Prompt A. According to the carbon black abstract, which species showed a greater propensity for generating a proinflammatory response?
Prompt B. In the carbon black abstract, reproduce everything from "Procter & Gamble" down to "particle-induced lung inflammation.".

Passage provided.
▬▬▬
A comparative dose-related response of several key pro- and antiinflammatory mediators in the lungs of rats, mice, and hamsters after subchronic inhalation of carbon black.

Procter & Gamble Company, Cincinnati, Ohio 45217, USA.
Journal of Occupational and Environmental Medicine (Impact Factor: 1.8). 01/2007; 48(12):1265-78. DOI: 10.1097/01.jom.0000230489.06025.14
Source: PubMed

ABSTRACT The objective of this study was to investigate mechanisms underlying species specificity in particle-induced lung inflammation.
Rats, mice, and hamsters exposed to air, 1, 7, or 50 mg/m3 of carbon black for 13 weeks were killed at 1 day, 3 months, and 11 months after exposure. Bronchoalveolar lavage was performed and characterized for cell number, cell type, reactive oxygen and nitrogen species, and cytokine levels. Ex vivo mutational analysis of inflammatory cells was evaluated by coincubating with lung epithelial cells. Lung tissue was evaluated for gene expression of various antiinflammatory mediators.
There was a dose- and time-related effect with all the parameters. Rats demonstrated greater propensity for generating a proinflammatory response, whereas mice and hamsters demonstrated an increased antiinflammatory response.
These differences in pro- and antiinflammatory responses may contribute to the apparent species differences in inflammation and tumorigenesis.
▬▬▬
Given data.
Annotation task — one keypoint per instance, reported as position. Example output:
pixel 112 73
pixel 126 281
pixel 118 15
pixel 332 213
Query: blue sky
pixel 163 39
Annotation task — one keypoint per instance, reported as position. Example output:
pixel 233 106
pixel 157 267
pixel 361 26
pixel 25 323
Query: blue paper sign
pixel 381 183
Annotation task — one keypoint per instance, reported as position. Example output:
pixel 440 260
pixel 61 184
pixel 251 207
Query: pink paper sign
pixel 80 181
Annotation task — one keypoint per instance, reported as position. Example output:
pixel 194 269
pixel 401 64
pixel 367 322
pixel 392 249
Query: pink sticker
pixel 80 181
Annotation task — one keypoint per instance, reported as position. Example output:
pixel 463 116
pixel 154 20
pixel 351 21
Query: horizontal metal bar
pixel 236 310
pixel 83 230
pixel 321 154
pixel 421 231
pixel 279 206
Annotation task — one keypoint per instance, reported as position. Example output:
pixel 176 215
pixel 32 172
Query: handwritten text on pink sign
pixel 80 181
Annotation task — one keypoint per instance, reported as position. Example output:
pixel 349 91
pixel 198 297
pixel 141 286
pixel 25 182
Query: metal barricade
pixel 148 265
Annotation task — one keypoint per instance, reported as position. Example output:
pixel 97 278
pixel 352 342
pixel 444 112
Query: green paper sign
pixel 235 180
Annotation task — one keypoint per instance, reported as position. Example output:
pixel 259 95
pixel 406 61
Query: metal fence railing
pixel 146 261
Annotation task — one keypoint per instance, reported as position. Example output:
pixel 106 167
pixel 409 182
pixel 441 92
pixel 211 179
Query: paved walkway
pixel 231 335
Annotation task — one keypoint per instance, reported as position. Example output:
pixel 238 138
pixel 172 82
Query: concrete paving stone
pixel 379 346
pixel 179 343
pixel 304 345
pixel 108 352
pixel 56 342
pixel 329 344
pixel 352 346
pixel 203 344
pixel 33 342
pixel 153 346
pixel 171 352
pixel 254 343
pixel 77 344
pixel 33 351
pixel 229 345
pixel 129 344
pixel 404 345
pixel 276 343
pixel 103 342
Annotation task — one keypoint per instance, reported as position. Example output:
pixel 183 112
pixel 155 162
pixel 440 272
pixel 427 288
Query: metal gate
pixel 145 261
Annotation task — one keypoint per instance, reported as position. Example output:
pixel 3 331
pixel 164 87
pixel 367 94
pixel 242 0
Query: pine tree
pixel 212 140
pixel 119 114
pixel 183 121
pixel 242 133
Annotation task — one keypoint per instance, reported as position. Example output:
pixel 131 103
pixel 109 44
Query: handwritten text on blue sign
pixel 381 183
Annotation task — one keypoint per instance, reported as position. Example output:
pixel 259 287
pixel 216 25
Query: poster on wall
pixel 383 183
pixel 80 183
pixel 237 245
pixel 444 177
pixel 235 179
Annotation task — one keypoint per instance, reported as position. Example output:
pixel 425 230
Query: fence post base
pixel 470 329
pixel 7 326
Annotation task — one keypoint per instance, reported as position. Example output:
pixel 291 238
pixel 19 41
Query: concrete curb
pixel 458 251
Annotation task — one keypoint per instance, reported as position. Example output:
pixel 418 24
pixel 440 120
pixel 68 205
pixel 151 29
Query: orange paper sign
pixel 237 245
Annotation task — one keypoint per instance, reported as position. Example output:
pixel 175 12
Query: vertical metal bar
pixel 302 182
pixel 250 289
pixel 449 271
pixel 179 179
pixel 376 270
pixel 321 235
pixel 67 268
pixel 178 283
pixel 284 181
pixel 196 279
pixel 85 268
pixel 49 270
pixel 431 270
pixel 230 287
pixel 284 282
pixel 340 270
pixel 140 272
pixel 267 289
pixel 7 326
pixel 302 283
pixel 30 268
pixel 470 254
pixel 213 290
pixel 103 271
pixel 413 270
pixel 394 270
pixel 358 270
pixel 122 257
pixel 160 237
▬▬▬
Answer box A. Rats

Answer box B.
Procter & Gamble Company, Cincinnati, Ohio 45217, USA.
Journal of Occupational and Environmental Medicine (Impact Factor: 1.8). 01/2007; 48(12):1265-78. DOI: 10.1097/01.jom.0000230489.06025.14
Source: PubMed

ABSTRACT The objective of this study was to investigate mechanisms underlying species specificity in particle-induced lung inflammation.